## REQUIRED ACTION
Repeat word for word the opening stretch of the entries, from the first line through the line containing "Target: weathered wood post".

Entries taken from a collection

────────────────────────────────────────

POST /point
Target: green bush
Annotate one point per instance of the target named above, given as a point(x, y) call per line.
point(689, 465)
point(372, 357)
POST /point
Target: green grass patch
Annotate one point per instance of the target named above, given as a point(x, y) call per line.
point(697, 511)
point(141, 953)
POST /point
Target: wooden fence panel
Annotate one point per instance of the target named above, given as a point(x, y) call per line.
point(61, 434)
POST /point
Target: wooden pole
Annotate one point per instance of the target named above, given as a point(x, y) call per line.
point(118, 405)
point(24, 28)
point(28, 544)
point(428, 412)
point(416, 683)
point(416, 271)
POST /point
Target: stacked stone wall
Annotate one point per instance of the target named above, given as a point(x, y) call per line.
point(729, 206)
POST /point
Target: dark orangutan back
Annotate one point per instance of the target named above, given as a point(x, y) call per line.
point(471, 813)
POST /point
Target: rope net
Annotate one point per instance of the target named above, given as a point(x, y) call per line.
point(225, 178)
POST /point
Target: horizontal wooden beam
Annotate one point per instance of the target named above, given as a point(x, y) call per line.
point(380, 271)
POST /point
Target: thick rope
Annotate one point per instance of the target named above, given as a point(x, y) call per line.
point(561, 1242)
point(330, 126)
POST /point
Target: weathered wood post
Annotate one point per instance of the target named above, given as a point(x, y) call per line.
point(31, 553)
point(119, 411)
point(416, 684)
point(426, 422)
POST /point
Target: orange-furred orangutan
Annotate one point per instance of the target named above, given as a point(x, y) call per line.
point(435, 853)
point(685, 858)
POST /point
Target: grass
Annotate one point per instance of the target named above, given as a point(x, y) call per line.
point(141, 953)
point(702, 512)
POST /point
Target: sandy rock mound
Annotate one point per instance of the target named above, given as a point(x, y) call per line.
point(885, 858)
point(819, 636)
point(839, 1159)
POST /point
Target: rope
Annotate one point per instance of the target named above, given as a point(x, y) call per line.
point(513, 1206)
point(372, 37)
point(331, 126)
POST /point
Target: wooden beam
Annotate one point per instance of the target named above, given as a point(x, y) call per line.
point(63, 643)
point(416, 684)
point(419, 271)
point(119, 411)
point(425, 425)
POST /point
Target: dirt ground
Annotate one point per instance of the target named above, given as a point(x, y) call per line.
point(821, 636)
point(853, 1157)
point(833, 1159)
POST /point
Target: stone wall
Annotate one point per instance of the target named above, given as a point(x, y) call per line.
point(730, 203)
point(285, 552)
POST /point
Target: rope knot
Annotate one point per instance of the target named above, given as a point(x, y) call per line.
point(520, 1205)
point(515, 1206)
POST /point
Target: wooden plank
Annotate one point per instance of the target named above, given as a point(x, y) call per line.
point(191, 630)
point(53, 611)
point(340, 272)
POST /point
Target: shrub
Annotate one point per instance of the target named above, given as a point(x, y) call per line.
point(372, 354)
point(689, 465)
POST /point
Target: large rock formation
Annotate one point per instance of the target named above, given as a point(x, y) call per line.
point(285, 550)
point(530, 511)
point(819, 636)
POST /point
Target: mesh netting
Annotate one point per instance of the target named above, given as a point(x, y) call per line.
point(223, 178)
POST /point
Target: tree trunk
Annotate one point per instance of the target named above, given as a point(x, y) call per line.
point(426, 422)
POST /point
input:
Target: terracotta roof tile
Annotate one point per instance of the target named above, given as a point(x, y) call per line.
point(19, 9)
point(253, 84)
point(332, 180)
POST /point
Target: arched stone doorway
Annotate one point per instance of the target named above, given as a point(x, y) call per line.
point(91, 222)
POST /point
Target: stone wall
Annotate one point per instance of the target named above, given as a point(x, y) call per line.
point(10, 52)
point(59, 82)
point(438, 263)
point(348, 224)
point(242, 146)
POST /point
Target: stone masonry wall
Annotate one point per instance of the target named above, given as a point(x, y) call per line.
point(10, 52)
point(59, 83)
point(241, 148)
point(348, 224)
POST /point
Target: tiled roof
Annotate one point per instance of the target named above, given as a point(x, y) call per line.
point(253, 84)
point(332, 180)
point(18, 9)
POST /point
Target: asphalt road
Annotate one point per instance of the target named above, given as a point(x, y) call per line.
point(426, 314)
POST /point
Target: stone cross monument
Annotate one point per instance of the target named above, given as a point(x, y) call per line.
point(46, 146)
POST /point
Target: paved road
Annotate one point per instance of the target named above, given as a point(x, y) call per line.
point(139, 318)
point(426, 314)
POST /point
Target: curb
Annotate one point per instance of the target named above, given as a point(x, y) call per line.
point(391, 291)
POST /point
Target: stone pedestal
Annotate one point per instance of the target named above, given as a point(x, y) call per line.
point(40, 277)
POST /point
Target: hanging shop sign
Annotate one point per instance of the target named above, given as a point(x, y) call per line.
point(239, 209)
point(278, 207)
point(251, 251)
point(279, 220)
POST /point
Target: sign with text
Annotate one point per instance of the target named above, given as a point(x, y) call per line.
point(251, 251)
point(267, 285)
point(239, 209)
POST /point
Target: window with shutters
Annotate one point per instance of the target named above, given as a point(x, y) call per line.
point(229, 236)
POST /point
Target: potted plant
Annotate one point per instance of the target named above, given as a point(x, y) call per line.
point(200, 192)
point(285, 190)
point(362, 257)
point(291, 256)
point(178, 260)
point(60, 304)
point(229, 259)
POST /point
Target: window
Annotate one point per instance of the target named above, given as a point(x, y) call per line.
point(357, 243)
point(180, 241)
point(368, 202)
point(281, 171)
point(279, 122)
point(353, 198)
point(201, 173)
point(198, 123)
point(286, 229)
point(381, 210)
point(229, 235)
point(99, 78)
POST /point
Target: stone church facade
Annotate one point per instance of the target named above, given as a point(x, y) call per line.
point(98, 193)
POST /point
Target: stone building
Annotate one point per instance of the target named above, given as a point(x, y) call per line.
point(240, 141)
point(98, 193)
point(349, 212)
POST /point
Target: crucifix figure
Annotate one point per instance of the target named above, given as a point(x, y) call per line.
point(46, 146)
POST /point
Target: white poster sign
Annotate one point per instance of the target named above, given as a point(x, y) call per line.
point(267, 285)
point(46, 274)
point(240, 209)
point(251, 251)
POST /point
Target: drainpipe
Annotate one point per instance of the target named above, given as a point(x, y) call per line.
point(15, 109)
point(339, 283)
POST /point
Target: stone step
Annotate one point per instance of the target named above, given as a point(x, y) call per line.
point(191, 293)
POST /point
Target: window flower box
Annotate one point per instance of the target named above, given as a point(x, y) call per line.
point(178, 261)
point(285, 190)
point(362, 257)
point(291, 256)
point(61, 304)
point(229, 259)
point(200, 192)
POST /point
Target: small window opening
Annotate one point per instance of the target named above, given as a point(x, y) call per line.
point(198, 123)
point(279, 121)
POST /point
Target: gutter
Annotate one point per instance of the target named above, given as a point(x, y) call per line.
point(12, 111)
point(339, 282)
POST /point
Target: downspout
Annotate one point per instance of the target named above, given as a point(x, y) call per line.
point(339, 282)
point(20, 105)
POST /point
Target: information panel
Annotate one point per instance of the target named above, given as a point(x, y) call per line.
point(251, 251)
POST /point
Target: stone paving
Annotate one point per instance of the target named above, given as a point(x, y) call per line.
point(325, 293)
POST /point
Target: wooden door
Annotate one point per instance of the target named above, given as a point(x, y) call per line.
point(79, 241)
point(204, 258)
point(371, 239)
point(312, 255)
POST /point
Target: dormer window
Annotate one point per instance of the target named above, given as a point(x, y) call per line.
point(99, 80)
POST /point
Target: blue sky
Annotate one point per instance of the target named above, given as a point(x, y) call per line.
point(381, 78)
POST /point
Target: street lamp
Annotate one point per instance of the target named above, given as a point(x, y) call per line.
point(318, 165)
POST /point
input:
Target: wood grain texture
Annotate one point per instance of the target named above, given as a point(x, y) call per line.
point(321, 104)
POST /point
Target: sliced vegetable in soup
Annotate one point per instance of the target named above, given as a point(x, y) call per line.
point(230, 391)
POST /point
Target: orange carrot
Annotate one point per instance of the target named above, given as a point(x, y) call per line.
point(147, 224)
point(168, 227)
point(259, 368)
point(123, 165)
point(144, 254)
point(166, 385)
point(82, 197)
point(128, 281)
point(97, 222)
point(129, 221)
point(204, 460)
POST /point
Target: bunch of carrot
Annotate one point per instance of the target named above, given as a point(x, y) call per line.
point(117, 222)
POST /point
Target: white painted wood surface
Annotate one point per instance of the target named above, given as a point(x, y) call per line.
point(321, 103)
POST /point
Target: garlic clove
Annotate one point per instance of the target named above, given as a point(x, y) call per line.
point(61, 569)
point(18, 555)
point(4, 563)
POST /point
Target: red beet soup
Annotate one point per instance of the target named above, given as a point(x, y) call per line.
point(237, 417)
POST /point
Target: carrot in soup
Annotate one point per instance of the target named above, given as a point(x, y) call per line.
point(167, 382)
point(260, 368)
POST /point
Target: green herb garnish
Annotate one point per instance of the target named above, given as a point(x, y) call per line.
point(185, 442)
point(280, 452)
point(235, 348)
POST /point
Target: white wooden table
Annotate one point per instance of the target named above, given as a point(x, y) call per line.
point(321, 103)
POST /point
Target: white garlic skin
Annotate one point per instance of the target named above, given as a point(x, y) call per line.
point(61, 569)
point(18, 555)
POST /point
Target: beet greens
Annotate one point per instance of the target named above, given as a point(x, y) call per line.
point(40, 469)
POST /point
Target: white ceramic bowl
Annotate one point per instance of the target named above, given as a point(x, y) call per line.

────────────────────────────────────────

## OUTPUT OF THE EXERCISE
POST /point
Target: green bush
Annotate one point per instance of the target named above, given as a point(x, y) call per line.
point(689, 465)
point(372, 357)
POST /point
Target: green grass patch
Annotate one point per instance of the target named above, given as a point(x, y) call per line.
point(697, 511)
point(141, 953)
POST /point
Target: wooden fence panel
Annotate one point per instance of the target named above, given as a point(x, y) call per line.
point(61, 434)
POST /point
Target: wooden pole
Annotate one point per instance of the target named above, given as a point(x, y) call per line.
point(118, 405)
point(24, 28)
point(28, 544)
point(428, 412)
point(416, 683)
point(416, 271)
POST /point
Target: stacked stone wall
Annotate one point per instance of the target named above, given as a point(x, y) call per line.
point(729, 206)
POST /point
Target: dark orangutan back
Annotate one point per instance of the target named above, given as a point(x, y) call per line.
point(471, 813)
POST /point
Target: rope net
Annotate one point per instance of the target named above, given as a point(x, y) call per line.
point(225, 178)
POST /point
Target: horizontal wooden beam
Annotate one point per instance of the target named above, given as a point(x, y) call per line.
point(380, 271)
POST /point
Target: thick rope
Annotate one point per instance of the target named above, given as a point(x, y) call per line.
point(561, 1242)
point(330, 126)
POST /point
Target: weathered wood post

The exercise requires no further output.